[Records from a data source]
▼▼▼
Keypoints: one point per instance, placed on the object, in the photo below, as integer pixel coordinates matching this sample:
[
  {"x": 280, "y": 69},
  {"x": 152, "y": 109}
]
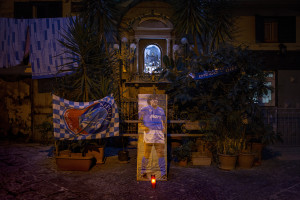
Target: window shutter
[
  {"x": 259, "y": 29},
  {"x": 287, "y": 29}
]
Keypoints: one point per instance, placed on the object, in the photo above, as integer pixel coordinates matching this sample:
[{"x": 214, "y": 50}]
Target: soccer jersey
[{"x": 153, "y": 119}]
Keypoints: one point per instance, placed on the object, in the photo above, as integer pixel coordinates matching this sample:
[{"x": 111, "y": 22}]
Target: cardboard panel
[{"x": 152, "y": 140}]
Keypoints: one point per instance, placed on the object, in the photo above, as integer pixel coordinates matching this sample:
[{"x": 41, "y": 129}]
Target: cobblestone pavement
[{"x": 28, "y": 173}]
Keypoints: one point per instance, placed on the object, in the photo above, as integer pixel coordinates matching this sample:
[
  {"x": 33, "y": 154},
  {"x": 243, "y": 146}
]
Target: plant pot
[
  {"x": 98, "y": 155},
  {"x": 182, "y": 163},
  {"x": 123, "y": 156},
  {"x": 257, "y": 149},
  {"x": 65, "y": 153},
  {"x": 74, "y": 163},
  {"x": 227, "y": 162},
  {"x": 76, "y": 154},
  {"x": 245, "y": 160}
]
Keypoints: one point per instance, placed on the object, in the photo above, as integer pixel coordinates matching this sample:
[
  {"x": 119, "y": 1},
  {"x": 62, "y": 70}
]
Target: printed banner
[
  {"x": 152, "y": 137},
  {"x": 213, "y": 73},
  {"x": 85, "y": 120}
]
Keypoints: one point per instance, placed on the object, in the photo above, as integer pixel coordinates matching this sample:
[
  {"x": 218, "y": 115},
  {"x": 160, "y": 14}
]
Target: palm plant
[
  {"x": 104, "y": 16},
  {"x": 91, "y": 78},
  {"x": 209, "y": 23}
]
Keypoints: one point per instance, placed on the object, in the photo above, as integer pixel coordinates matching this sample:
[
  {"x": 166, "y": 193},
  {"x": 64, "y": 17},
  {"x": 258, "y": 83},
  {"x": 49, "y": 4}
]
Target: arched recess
[
  {"x": 152, "y": 58},
  {"x": 149, "y": 24}
]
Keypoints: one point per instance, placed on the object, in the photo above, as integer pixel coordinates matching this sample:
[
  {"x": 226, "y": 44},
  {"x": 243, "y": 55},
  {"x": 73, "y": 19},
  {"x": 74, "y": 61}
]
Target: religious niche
[{"x": 152, "y": 59}]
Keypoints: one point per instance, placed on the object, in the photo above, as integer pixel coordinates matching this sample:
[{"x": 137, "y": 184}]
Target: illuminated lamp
[{"x": 153, "y": 181}]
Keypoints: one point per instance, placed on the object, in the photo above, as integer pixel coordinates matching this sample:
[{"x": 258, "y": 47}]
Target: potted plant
[
  {"x": 182, "y": 154},
  {"x": 94, "y": 149},
  {"x": 123, "y": 155},
  {"x": 246, "y": 156},
  {"x": 261, "y": 135},
  {"x": 229, "y": 131},
  {"x": 203, "y": 155}
]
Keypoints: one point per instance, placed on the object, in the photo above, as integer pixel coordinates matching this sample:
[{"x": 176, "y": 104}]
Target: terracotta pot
[
  {"x": 98, "y": 155},
  {"x": 65, "y": 153},
  {"x": 245, "y": 160},
  {"x": 199, "y": 159},
  {"x": 123, "y": 156},
  {"x": 74, "y": 163},
  {"x": 257, "y": 149},
  {"x": 227, "y": 162},
  {"x": 182, "y": 163}
]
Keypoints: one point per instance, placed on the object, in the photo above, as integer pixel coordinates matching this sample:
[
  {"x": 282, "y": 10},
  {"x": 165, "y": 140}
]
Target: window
[
  {"x": 45, "y": 9},
  {"x": 152, "y": 59},
  {"x": 269, "y": 98},
  {"x": 275, "y": 29}
]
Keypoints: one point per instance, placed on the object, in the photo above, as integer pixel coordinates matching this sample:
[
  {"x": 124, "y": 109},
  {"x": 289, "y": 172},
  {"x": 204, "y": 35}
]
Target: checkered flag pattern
[{"x": 62, "y": 130}]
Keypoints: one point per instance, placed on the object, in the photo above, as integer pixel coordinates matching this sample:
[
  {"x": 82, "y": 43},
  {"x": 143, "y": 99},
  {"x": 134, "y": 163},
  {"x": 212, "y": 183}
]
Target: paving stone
[{"x": 27, "y": 172}]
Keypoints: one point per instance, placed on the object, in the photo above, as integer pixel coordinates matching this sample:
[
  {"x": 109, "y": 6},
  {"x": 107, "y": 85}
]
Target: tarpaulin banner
[
  {"x": 85, "y": 120},
  {"x": 212, "y": 73},
  {"x": 152, "y": 137}
]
▲▲▲
■ **Exercise objective**: Repeat the records exactly, without the pictures.

■ **Response area**:
Keypoints: one point per instance, placed on the object, in the photo below, as integer pixel coordinates matching this sample:
[
  {"x": 280, "y": 69},
  {"x": 152, "y": 109}
]
Target: window shutter
[
  {"x": 259, "y": 29},
  {"x": 287, "y": 29}
]
Keypoints: one point per instance, placed on the object, in the photo above, as integer pixel coordinates matching this sample:
[{"x": 214, "y": 50}]
Target: soccer jersey
[{"x": 153, "y": 119}]
Keypoints: one point per instance, placed on the object, in the photo above, as integer pixel coordinates matching this sample:
[{"x": 111, "y": 22}]
Target: cardboard panel
[{"x": 152, "y": 140}]
Keypoints: one point per instance, placed on the object, in the photo above, as integer pixel coordinates matching this sample:
[{"x": 41, "y": 129}]
Target: cobblestone pavement
[{"x": 28, "y": 173}]
Keypoints: one point per instance, placed on the object, in the photo above, as integer pixel coordinates matching this sample:
[
  {"x": 33, "y": 154},
  {"x": 243, "y": 146}
]
Target: plant pot
[
  {"x": 98, "y": 155},
  {"x": 182, "y": 163},
  {"x": 123, "y": 156},
  {"x": 257, "y": 149},
  {"x": 65, "y": 153},
  {"x": 74, "y": 163},
  {"x": 227, "y": 162},
  {"x": 76, "y": 154},
  {"x": 245, "y": 160}
]
Keypoints: one point per instance, placed on the object, in the photo above, as integer pixel coordinates matching this sample:
[
  {"x": 119, "y": 1},
  {"x": 62, "y": 70}
]
Target: printed banner
[
  {"x": 152, "y": 137},
  {"x": 213, "y": 73},
  {"x": 85, "y": 120}
]
Keypoints: one point per instance, placed on the object, in the photo above, as integer pixel coordinates matching this sample:
[
  {"x": 218, "y": 115},
  {"x": 160, "y": 14}
]
Target: palm plant
[
  {"x": 104, "y": 16},
  {"x": 91, "y": 78},
  {"x": 209, "y": 23}
]
Keypoints: one point per instance, placed on the object, in the photo above, as integer pixel coordinates matching this sample:
[
  {"x": 166, "y": 193},
  {"x": 64, "y": 17},
  {"x": 258, "y": 83},
  {"x": 49, "y": 4}
]
Target: arched recess
[
  {"x": 152, "y": 58},
  {"x": 149, "y": 24}
]
Keypoints: one point per instance, placed on the object, in the photo above, as integer pixel coordinates matching this sample:
[
  {"x": 226, "y": 44},
  {"x": 243, "y": 55},
  {"x": 73, "y": 19},
  {"x": 74, "y": 61}
]
Target: religious niche
[{"x": 152, "y": 59}]
Keypoints: one point per instance, placed on the object, in the photo above, as integer pixel coordinates matching this sample:
[{"x": 137, "y": 184}]
Target: illuminated lamp
[{"x": 153, "y": 181}]
Keypoints: one point per instance, placed on the object, in the photo above, as integer pixel coordinates matching this sample:
[{"x": 258, "y": 47}]
Target: potted plant
[
  {"x": 182, "y": 154},
  {"x": 94, "y": 149},
  {"x": 123, "y": 155},
  {"x": 246, "y": 156},
  {"x": 261, "y": 135},
  {"x": 229, "y": 131},
  {"x": 203, "y": 155}
]
Keypoints: one point per instance, placed on the object, in the photo above, as integer pixel coordinates matching this sample:
[{"x": 176, "y": 104}]
Target: terracotta pot
[
  {"x": 98, "y": 155},
  {"x": 65, "y": 153},
  {"x": 245, "y": 160},
  {"x": 199, "y": 159},
  {"x": 123, "y": 156},
  {"x": 74, "y": 163},
  {"x": 257, "y": 149},
  {"x": 227, "y": 162},
  {"x": 182, "y": 163}
]
Keypoints: one point per instance, placed on the object, in the photo above, as integer pixel coordinates matching this sample:
[
  {"x": 282, "y": 10},
  {"x": 165, "y": 140}
]
Target: window
[
  {"x": 45, "y": 9},
  {"x": 152, "y": 59},
  {"x": 269, "y": 98},
  {"x": 275, "y": 29}
]
Keypoints: one point per instance, placed on the object, in the photo above, as integer pixel coordinates matching this sample:
[
  {"x": 124, "y": 109},
  {"x": 289, "y": 172},
  {"x": 204, "y": 35}
]
Target: checkered flag pattern
[{"x": 62, "y": 130}]
Keypoints: one point per instance, placed on the object, in the photo above, as integer pixel coordinates matching this sample:
[
  {"x": 82, "y": 43},
  {"x": 143, "y": 99},
  {"x": 134, "y": 163},
  {"x": 212, "y": 183}
]
Target: paving stone
[{"x": 27, "y": 172}]
Keypoints: one point per instance, placed on the object, in the photo above, as integer pixel coordinates matching this sample:
[
  {"x": 109, "y": 6},
  {"x": 107, "y": 85}
]
Target: tarpaulin banner
[
  {"x": 85, "y": 120},
  {"x": 212, "y": 73},
  {"x": 152, "y": 137}
]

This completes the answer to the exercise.